● **Excerpted passage**:
######

[Terrapreta] Agrichar (editted)
David Yarrow
dyarrow at nycap.rr.com
Tue Sep 25 10:55:00 EDT 2007
Agrichar
Solution to global warming?
Catalyst, 23 August 2007, video documentary
University and laboratory scientists all over the world are racing to help find a solution to halt climate change.
And an answer comes from deep in the Amazon. Not from rainforests or exotic species, but ancient soils left behind by lost civilisations.
In the Amazon basin, huge expanses of dark fertile soil called terra preta are highly prized by farmers and ecologists alike. Full of charcoal, pottery shards and compost, they were created by pre-Colombian civilisations. Even after thousands of years, terra preta stores more than twice the carbon of other soils.
In a NSW shed, a giant toaster is making syngas by slowly burning crop residues at low temperatures. The by-product of this renewable energy is a charcoal that retains about half of the original carbon.
US bio-geochemists studying terra preta got together with Australian engineers making biofuels. The result is Agrichar technology to use charcoal by-product to bury carbon in soil where it’s needed for agriculture.
Early results promise green energy, soil restoration and greenhouse mitigation from an affordable technology that takes more CO2 from atmosphere than it releases.
Narration: When we think of the earth’s carbon cycle, we tend to ignore what’s beneath our feet.
We seem to forget that like oceans and forests, soils also live and breathe.
The top few centimetres of soil are the basis of all life on dry land. Soils contain more carbon than all vegetation and the atmosphere combined.
Conference participant: People have a total dissociation with their mother, the soil. Everything we eat, everything we wear, 60 to 70 percent of industrial inputs come from soil. Yet we’ve lost that relationship.
Narration: As fossil fuels and shrinking forests overload the atmosphere with excess carbon, what part can soils play in a solution to global warming?
The answer may lie beneath the rainforests of central Amazon, in yellow soils long ago turned black—known by the locals as terra preta.
Dr Johannes Lehmann: If you live in the central Amazon, you can’t avoid bumping into terra preta. These anthropogenic soils, man-made soils are from way back, before Europeans arrived in the Amazon.
Narration: Johannes Lehmann studies how terra preta can store twice as much carbon as other soils, even after thousands of years.
Dr Johannes Lehmann: The evidence is there, and that’s what drives us.
Narration: Along with bits of pottery, the ancient soil is mixed with charcoal. This charcoal is different from your BBQ in that it comes from wood burned in ovens with out much oxygen—a process known as pyrolysis.
Johannes Lehmann: So this char—organic matter—in terra preta is much more efficient doing what we want all soils to do—to retain nutrients for plants, reduce loss of nutrients, reduce the CO2 going out of the soil, enhance soil productivity, and store more carbon.

######

● **Entries shown**:
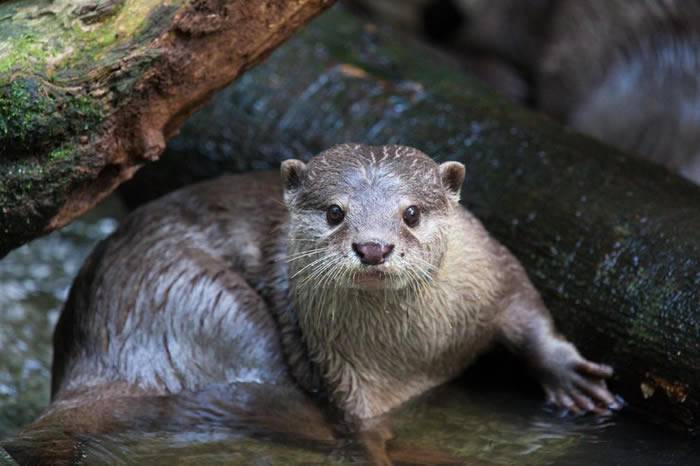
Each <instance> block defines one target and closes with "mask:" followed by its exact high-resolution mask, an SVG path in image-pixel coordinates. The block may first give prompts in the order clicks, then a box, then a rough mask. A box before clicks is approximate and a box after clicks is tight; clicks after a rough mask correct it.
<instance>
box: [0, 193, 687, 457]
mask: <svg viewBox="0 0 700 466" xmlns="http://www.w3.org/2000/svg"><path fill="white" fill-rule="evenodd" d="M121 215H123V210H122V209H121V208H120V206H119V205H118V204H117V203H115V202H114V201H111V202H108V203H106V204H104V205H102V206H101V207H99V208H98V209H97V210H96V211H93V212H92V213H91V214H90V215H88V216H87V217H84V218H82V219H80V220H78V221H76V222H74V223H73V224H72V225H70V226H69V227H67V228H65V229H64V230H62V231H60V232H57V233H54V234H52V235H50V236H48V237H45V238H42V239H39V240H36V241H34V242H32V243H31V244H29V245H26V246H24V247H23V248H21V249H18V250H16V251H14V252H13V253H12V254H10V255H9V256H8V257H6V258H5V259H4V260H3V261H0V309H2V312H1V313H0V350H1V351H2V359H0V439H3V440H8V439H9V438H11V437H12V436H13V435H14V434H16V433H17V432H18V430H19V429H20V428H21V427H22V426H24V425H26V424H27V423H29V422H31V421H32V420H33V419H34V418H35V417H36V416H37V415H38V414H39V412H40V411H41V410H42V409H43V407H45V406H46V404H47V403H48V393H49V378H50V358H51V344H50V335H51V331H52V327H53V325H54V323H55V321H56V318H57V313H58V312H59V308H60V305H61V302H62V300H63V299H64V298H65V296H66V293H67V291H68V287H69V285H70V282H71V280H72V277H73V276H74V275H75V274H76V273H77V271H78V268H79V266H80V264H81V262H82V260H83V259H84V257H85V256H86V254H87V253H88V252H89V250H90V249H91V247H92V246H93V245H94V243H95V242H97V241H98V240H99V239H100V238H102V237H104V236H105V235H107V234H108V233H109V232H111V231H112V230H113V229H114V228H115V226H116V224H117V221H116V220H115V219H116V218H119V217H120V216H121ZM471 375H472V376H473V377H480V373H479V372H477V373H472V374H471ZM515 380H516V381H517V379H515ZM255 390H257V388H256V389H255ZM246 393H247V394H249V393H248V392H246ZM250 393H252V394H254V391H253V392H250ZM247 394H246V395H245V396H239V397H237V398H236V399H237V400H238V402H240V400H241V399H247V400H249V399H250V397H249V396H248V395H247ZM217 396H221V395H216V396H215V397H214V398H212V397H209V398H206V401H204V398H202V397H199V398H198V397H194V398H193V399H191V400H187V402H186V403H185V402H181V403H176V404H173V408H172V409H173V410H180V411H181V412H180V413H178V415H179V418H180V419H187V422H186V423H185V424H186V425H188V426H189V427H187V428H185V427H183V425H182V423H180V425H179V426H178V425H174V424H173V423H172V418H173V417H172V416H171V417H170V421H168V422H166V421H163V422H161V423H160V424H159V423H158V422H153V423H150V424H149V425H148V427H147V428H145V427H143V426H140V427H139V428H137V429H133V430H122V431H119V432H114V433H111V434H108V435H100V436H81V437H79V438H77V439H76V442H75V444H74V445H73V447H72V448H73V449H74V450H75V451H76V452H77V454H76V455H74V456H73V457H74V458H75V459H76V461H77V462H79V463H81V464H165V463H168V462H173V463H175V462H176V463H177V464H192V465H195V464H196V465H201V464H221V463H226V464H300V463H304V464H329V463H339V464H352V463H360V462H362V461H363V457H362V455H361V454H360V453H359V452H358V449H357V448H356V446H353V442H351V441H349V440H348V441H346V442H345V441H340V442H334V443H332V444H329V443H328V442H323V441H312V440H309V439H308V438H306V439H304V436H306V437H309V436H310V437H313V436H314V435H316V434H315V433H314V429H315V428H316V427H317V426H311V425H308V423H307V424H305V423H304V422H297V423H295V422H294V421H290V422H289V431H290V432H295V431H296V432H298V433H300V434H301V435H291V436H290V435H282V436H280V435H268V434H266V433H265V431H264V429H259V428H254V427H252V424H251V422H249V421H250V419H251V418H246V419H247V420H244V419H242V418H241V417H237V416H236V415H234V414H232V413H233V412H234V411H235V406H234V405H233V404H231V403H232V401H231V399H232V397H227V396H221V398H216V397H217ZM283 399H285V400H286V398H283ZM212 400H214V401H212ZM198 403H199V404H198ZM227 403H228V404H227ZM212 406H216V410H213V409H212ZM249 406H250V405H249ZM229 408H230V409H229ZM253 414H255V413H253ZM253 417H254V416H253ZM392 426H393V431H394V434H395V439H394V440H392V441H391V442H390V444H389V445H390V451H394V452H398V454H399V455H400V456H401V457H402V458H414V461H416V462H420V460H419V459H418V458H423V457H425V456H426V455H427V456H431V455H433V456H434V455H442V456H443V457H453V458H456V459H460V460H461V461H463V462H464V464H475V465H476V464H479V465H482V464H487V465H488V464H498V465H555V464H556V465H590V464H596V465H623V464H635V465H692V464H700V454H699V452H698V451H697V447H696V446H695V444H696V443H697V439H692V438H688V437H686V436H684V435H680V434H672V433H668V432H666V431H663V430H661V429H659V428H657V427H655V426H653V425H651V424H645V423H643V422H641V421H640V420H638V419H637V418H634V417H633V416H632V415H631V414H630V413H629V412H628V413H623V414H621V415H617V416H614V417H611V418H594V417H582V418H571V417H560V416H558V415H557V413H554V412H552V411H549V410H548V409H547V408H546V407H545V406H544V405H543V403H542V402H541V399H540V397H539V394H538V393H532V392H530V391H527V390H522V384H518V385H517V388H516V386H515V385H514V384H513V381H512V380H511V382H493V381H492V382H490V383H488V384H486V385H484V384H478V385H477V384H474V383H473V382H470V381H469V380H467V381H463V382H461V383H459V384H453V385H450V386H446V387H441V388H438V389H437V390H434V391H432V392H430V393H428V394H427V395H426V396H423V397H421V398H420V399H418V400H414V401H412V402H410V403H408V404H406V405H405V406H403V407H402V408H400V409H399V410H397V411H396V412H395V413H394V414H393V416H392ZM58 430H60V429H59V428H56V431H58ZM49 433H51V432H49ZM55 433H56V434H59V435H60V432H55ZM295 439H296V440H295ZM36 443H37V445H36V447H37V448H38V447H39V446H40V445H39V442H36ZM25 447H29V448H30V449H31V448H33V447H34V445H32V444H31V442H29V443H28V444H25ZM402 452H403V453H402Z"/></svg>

######

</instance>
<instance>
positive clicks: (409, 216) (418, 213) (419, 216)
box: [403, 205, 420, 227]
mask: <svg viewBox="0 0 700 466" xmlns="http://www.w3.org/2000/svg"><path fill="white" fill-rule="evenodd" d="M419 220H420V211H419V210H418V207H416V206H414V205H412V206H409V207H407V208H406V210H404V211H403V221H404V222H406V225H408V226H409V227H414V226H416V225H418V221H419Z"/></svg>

######

● **Using the information**:
a - Reproduce the Agrichar text starting at "In a NSW shed, a" and ending at "beneath our feet.", swapping "charcoal" for "biochar".
b - Pull out every line of the entries that contains the string "instance", and treat uppercase and lowercase as different.

● **Replies**:
a -
In a NSW shed, a giant toaster is making syngas by slowly burning crop residues at low temperatures. The by-product of this renewable energy is a biochar that retains about half of the original carbon.
US bio-geochemists studying terra preta got together with Australian engineers making biofuels. The result is Agrichar technology to use biochar by-product to bury carbon in soil where it’s needed for agriculture.
Early results promise green energy, soil restoration and greenhouse mitigation from an affordable technology that takes more CO2 from atmosphere than it releases.
Narration: When we think of the earth’s carbon cycle, we tend to ignore what’s beneath our feet.

b -
Each <instance> block defines one target and closes with "mask:" followed by its exact high-resolution mask, an SVG path in image-pixel coordinates. The block may first give prompts in the order clicks, then a box, then a rough mask. A box before clicks is approximate and a box after clicks is tight; clicks after a rough mask correct it.
<instance>
</instance>
<instance>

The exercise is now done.